- Exercise aim
Output the records below verbatim, every line in its original order.

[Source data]
++++++++++++++++++++

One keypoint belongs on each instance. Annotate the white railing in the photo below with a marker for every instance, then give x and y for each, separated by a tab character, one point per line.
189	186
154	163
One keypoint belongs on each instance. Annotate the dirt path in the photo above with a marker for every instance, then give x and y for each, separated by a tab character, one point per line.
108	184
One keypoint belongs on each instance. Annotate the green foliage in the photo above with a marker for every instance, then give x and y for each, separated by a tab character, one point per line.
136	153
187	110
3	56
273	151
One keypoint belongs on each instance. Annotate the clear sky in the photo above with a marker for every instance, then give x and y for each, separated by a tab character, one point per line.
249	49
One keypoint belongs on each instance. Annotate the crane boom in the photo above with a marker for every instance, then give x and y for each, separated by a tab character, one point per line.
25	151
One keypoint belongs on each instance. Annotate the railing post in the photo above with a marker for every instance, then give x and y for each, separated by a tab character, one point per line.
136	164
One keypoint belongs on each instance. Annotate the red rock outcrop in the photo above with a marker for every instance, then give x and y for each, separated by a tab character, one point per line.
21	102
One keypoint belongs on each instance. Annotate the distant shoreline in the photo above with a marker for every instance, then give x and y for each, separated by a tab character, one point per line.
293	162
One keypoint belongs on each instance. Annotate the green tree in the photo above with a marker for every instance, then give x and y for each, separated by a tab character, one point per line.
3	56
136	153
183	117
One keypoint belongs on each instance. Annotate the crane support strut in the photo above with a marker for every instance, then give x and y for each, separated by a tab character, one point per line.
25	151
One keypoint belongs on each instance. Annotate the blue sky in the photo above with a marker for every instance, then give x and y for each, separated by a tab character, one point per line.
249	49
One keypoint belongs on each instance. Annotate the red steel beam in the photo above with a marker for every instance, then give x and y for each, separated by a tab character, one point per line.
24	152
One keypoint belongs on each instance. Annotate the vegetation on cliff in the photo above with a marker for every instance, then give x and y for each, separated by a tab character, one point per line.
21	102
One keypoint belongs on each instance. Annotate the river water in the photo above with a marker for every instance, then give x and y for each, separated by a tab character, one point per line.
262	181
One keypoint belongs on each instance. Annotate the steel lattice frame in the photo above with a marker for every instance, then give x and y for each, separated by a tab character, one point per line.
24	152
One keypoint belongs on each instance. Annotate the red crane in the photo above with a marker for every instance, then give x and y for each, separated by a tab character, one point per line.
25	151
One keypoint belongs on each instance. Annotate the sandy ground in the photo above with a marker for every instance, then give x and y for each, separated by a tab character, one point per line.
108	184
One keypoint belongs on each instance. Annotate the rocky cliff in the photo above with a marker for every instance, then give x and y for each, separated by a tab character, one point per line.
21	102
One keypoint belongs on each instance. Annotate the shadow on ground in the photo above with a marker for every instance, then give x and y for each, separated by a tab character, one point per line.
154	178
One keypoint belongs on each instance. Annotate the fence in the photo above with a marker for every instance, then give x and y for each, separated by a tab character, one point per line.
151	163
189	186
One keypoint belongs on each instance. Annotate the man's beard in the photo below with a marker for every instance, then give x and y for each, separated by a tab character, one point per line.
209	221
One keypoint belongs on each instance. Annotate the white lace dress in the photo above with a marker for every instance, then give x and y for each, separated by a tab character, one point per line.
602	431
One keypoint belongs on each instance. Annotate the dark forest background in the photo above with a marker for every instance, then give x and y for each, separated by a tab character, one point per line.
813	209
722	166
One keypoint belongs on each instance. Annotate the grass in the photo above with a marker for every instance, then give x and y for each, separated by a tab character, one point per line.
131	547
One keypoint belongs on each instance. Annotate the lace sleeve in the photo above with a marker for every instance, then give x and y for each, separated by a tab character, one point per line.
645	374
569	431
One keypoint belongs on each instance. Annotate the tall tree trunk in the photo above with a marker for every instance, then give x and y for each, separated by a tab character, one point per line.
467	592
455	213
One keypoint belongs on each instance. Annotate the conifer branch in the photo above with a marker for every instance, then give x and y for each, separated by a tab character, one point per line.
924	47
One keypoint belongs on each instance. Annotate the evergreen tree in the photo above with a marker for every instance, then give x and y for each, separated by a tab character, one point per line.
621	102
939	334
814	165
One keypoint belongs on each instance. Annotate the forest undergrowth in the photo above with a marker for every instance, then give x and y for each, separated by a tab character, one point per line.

++++++++++++++++++++

- Exercise solution
One keypoint belongs on each instance. Annotate the white railing in the photo below with a marker for every instance, then give x and y for each, separated by a tab character, one point per line.
189	186
154	163
One keypoint belongs on each instance. Annotate the dirt path in the photo above with a marker for every instance, then give x and y for each, separated by a tab character, one point per line.
108	184
One keypoint belongs on each instance. Annotate the green foliage in the photo above with a marker for every instance, then give x and y for each, separated by a tab character, one point per line.
136	153
187	110
3	56
273	151
One keypoint belongs on each instance. Annotate the clear sky in the photo above with a marker for every instance, then give x and y for each, separated by a tab character, one point per line.
249	49
One keypoint belongs on each instance. Annotate the crane boom in the photo above with a marker for every instance, then give x and y for each, separated by a tab character, one point per line.
25	151
One keypoint belongs on each instance. Annotate the railing post in the photo above with a marker for every instance, then give x and y for each, separated by a tab character, one point per line.
136	164
One keypoint belongs on each instance. Annotate the red rock outcrop in the photo above with a marker for every instance, then give x and y for each, separated by a tab character, one point per line.
21	102
One keypoint belongs on each instance. Annotate the distant shoreline in the photo above with a marker for every instance, then give x and y for each, separated by a tab character, one point per line.
293	162
One keypoint belongs on each instance. Annotate the green tree in the photo above with a marker for every instance, then give x and y for each, separated by a tab character, one point per line.
3	56
136	153
183	117
One keypoint belongs on each instance. Annotate the crane support strut in the photo above with a marker for every instance, then give x and y for each, separated by a tab character, one point per line.
25	151
One keypoint belongs on each instance. Annotate the blue sky in the photo above with a marker for every instance, then give x and y for each, separated by a tab character, one point per line.
249	49
One keypoint belongs on each instance. Annotate the red steel beam in the photo above with a marker for every instance, then give x and y for each, separated by a tab character, one point per line.
24	152
One keypoint belongs on each instance. Annotate the vegetation on cliff in the photo above with a marker for every instance, then give x and y for each, separated by a tab character, one point per line.
21	102
One keypoint belongs on each instance. Annotate the river water in the photo above with a marker for every instance, then give x and y for each, separated by a tab character, one point per line.
262	181
One keypoint belongs on each instance. Annotate the steel lattice frame in the photo above with a marker for every instance, then give x and y for each, separated by a tab character, one point per line.
24	152
One keypoint belongs on each instance. Annotate the red crane in the photo above with a marker for every instance, then give x and y for each, separated by a tab character, one point per line.
25	151
One keypoint belongs on each instance. Annotate the sandy ground in the photo above with a marker for every instance, then give x and y for each, separated by a tab character, one point per line.
108	184
One keypoint belongs on each instance. Annotate the rocky cliff in the photo above with a marker for every instance, then give x and y for each, separated by a tab character, one point per line.
21	102
One keypoint belongs on each instance. Annotate the shadow on ground in the photo above with a marker for every instance, then give x and y for each, separated by a tab character, one point per line.
154	178
One keypoint belongs on each instance. Annotate the fence in the photo above with a marker for every instance, then give x and y for each, separated by a tab character, one point per line.
151	163
189	186
One keypoint belongs on each instance. Annotate the man's beard in the photo below with a marker for every instance, then give x and y for each, separated by a tab character, one point per line.
209	221
One keypoint belongs on each instance. Annotate the white lace dress in the photo above with a marker for every instance, then give x and y for each, separated by a tab character, one point per line.
602	431
One keypoint belongs on each instance. Annotate the dark forest background in the photo above with a marker for every instance, then give x and y for each, separated by a tab character, one point per line.
813	209
722	166
One keypoint belongs on each instance. Annotate the grass in the photo above with a marker for every instance, then give x and y for each, separated by a tab character, one point per line.
131	547
One keypoint belongs on each instance. Annotate the lace sleeve in the photo above with a marker for every instance, then give x and y for each, separated by a tab character, one point per line.
645	374
569	431
One keypoint belongs on each instance. Annotate the tall tree trunk in the photo above with a marker for every instance, then give x and y for each, separated by a tab character, one point per line.
467	592
455	213
One keypoint belongs on each instance. Annotate the conifer branch in the photo above with a marker for every instance, then give x and y for each, separated by a tab character, one point per line.
924	47
One keypoint belongs on each instance. Annotate the evergreen tree in the photo above with a marker for every instance, then give x and y for each, separated by a tab character, one point per line.
621	102
939	334
814	165
One keypoint belongs on each instance. Annotate the forest undergrowth in the photo above with a marker for every instance, then give x and y for each, separated by a tab character, one point per line.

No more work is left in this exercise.